__To do__
Copy out exactly each line from the line with "metal wall in this photo as pixel coordinates." through the last line of the material below.

__Listing__
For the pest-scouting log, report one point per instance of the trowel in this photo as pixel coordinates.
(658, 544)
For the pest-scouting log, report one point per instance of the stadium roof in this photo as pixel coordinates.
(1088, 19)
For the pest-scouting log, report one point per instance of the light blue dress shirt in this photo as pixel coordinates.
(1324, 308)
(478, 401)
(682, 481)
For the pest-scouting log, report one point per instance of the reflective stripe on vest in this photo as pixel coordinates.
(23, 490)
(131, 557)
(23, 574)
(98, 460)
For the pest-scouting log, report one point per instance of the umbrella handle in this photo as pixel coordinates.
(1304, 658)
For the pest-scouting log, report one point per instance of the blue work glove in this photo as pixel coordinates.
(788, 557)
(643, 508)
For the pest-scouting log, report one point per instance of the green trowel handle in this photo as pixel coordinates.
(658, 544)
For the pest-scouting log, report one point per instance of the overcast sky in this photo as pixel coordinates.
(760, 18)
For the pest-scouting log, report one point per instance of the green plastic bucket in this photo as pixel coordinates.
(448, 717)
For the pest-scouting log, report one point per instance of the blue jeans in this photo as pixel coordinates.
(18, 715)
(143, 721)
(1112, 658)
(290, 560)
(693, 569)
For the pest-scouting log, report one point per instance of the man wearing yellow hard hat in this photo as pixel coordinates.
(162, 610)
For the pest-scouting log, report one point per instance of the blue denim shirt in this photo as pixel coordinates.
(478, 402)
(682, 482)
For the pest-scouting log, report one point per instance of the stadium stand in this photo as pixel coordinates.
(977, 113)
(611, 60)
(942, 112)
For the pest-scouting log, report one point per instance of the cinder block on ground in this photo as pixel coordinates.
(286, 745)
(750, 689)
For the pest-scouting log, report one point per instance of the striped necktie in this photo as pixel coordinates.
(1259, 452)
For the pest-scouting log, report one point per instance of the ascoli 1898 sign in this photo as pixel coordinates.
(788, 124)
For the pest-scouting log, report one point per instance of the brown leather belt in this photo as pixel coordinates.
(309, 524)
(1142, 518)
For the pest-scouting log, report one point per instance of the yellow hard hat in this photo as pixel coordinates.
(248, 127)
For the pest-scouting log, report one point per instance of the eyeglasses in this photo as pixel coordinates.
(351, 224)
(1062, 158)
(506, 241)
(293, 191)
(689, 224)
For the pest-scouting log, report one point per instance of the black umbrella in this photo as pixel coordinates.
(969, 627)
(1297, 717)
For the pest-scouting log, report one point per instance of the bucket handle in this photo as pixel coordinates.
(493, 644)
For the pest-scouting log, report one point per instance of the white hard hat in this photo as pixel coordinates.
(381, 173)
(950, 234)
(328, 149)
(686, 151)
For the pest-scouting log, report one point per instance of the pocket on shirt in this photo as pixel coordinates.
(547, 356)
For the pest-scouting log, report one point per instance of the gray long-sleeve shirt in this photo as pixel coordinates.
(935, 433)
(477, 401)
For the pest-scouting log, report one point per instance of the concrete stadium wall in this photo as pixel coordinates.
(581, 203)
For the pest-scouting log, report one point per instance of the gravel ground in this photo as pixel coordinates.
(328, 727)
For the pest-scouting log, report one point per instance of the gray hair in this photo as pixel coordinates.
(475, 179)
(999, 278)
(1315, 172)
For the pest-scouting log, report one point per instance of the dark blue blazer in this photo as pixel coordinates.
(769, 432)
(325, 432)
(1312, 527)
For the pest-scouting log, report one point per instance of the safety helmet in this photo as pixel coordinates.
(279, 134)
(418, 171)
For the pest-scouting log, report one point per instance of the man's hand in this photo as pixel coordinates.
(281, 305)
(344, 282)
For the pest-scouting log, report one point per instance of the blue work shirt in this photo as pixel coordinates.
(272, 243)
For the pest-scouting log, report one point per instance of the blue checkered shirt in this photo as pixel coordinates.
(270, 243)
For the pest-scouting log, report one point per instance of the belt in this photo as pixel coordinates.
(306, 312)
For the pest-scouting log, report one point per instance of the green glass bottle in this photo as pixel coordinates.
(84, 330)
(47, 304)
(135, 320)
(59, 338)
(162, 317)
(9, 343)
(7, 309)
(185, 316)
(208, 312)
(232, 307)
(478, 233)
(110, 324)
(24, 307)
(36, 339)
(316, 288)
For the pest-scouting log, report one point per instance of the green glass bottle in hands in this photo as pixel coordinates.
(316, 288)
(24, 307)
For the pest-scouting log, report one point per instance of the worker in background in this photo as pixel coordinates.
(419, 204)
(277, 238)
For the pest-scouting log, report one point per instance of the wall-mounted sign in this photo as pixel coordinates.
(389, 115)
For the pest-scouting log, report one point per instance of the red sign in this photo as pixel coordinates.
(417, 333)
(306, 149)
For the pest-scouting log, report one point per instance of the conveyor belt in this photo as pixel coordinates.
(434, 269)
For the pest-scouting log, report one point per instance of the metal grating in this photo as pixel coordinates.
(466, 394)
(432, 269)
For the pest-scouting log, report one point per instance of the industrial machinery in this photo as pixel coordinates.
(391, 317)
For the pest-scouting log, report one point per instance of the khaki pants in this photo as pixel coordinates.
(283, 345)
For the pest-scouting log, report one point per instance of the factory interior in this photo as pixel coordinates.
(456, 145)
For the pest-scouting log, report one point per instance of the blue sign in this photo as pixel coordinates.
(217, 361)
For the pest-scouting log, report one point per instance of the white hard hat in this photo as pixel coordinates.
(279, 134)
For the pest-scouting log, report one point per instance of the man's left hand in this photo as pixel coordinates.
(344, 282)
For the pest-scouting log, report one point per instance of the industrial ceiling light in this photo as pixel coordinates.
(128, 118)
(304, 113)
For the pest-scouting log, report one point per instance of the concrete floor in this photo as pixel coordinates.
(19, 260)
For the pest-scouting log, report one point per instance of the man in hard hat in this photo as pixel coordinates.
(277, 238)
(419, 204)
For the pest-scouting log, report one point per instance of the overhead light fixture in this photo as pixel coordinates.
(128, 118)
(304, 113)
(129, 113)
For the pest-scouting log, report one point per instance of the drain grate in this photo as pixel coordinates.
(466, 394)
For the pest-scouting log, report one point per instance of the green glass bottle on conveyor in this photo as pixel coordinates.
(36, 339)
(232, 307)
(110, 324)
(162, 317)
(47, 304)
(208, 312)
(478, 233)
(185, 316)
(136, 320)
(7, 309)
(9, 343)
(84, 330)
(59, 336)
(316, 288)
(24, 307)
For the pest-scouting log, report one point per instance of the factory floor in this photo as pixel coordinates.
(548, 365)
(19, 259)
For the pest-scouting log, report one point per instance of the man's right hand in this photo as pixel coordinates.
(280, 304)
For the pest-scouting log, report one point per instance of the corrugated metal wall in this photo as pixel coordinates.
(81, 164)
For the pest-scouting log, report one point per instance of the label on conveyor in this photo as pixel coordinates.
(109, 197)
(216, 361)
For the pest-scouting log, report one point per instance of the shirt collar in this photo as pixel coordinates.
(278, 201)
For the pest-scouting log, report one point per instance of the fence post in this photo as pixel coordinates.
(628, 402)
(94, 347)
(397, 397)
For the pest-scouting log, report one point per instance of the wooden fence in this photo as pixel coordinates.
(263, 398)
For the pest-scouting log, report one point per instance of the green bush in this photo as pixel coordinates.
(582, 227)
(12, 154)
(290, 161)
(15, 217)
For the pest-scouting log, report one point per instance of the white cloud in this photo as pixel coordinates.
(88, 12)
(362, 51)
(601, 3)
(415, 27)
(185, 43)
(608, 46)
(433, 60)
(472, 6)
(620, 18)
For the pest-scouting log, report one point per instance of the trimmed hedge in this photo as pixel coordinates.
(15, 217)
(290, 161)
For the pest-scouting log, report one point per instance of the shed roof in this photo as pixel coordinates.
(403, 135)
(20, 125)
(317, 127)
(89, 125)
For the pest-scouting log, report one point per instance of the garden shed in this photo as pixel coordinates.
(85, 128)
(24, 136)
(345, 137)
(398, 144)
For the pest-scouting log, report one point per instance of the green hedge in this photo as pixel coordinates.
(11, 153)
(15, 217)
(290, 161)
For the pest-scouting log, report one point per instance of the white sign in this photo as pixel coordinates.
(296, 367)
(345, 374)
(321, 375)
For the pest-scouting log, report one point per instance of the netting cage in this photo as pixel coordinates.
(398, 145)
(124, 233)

__Task answer__
For the pest-scouting log, report one point per instance of the corrugated metal wall in this photo as pixel coordinates.
(81, 164)
For the pest-scouting log, report one point per instance of the label on conveyor in this photo as pixel coordinates.
(109, 197)
(216, 361)
For the pest-scouting log, report one point per instance of the shirt collar in this photo as pixel coordinates.
(278, 201)
For the pest-scouting log, report one point per instance of the fence post in this photo as pixel coordinates.
(628, 402)
(94, 347)
(397, 397)
For the pest-scouting log, report one point per instance of the wooden fence in this photo as pixel coordinates.
(263, 398)
For the pest-scouting log, report one point per instance of the green bush in this photo as pixel coordinates.
(582, 227)
(12, 154)
(290, 161)
(15, 217)
For the pest-scouting log, report one point per instance of the white cloud in this photo as pixel coordinates.
(88, 12)
(362, 51)
(601, 3)
(415, 27)
(185, 43)
(608, 46)
(433, 60)
(472, 6)
(620, 18)
For the pest-scouting log, report one point per instance of the trimmed hedge in this photo as pixel coordinates.
(15, 217)
(290, 161)
For the pest-scouting log, report one point per instance of the shed roof in this photo as pixel coordinates.
(403, 135)
(20, 125)
(317, 127)
(89, 125)
For the pest-scouting log, report one point per instance of the garden shed in this photo as pixel coordinates.
(85, 128)
(24, 136)
(345, 137)
(398, 144)
For the pest-scouting log, report one point per instance of the green hedge in this photo as pixel coordinates.
(11, 153)
(15, 217)
(290, 161)
For the pest-scouting log, report one point per instance of the white sign in this photo as pixel coordinates.
(296, 367)
(345, 374)
(321, 375)
For the pest-scouting log, report one point per instance of the netting cage in this photo as pixel coordinates.
(398, 145)
(124, 233)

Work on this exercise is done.